### [INSTRUCTIONS TO FOLLOW]
Omit the pictures, but give back every entry below exactly as written.

══════════

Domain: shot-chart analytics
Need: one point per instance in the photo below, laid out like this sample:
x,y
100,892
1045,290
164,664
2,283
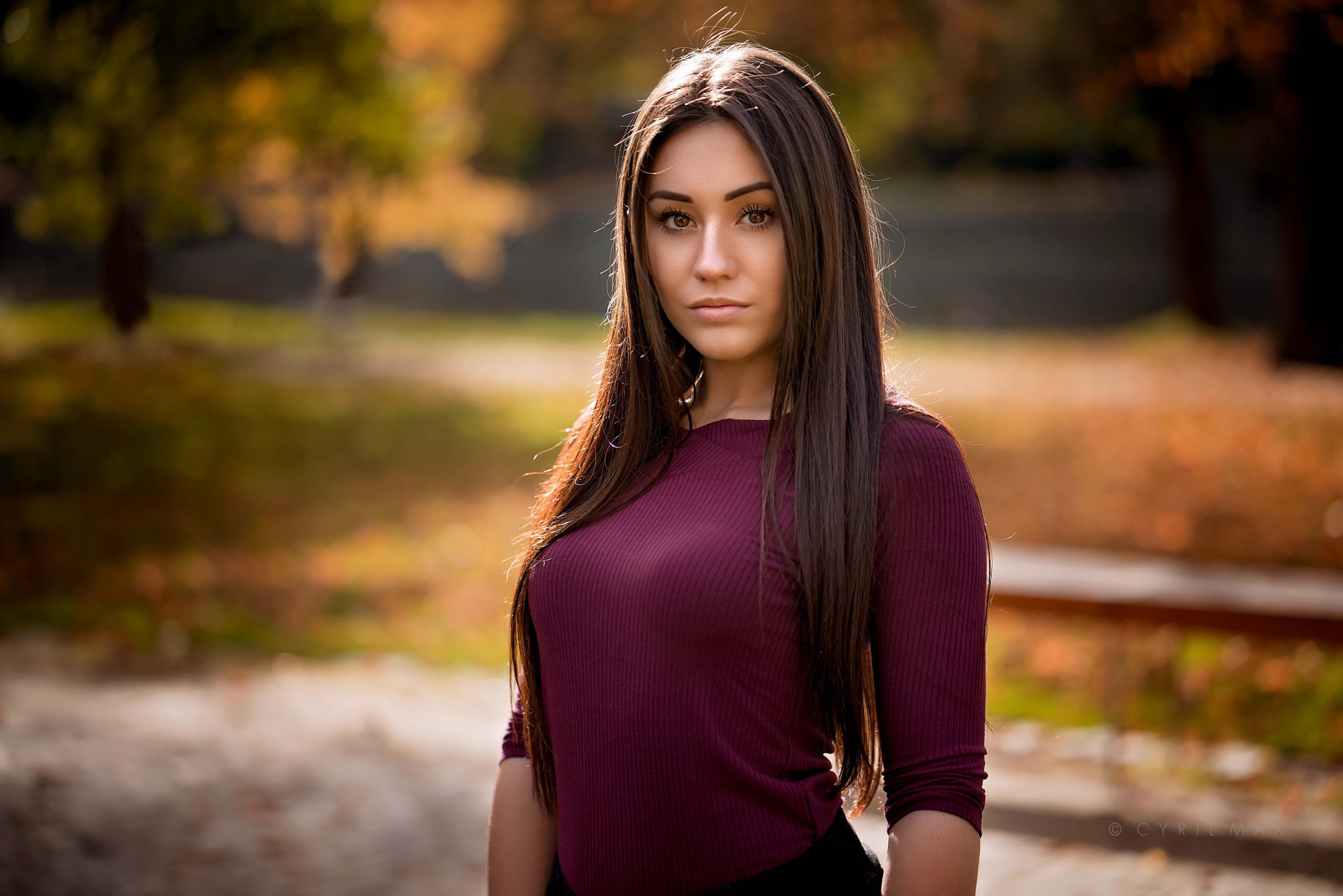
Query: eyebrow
x,y
739,191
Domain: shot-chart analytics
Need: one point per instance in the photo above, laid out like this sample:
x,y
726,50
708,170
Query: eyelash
x,y
668,214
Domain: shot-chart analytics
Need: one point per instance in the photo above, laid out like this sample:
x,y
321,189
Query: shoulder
x,y
917,444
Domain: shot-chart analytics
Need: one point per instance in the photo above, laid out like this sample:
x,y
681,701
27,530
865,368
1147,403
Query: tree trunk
x,y
1192,207
1311,308
125,270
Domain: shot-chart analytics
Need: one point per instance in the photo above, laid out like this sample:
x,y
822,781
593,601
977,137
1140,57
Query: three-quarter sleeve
x,y
931,612
515,743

══════════

### [RESPONSE TO THIS EXERCISE]
Domain: shot-chart analytics
Need: one point per instance in the photo below, laid out like this sample:
x,y
100,892
1045,290
164,664
2,283
Query: eyebrow
x,y
739,191
Domain: shot-chart analytics
Need: one point per instance in the photo above, laid out like this sample:
x,y
726,50
708,170
Query: eyelash
x,y
668,214
Domain: shot-chart analytics
Need: one point per instance in the photo above, laid out like this sample:
x,y
321,189
Query: shoulder
x,y
917,444
Domain: shot-chart analytics
Need: one point per instance in the photo above, laid out like this sample:
x,y
681,701
27,530
865,368
1147,403
Query: tree trunk
x,y
1192,207
1311,308
125,270
Domain: shot-chart analytics
Need: one point per instance in the photo above, laid out like this sample:
x,y
822,781
593,601
977,137
1140,57
Query: three-quarter sleeve
x,y
931,612
515,743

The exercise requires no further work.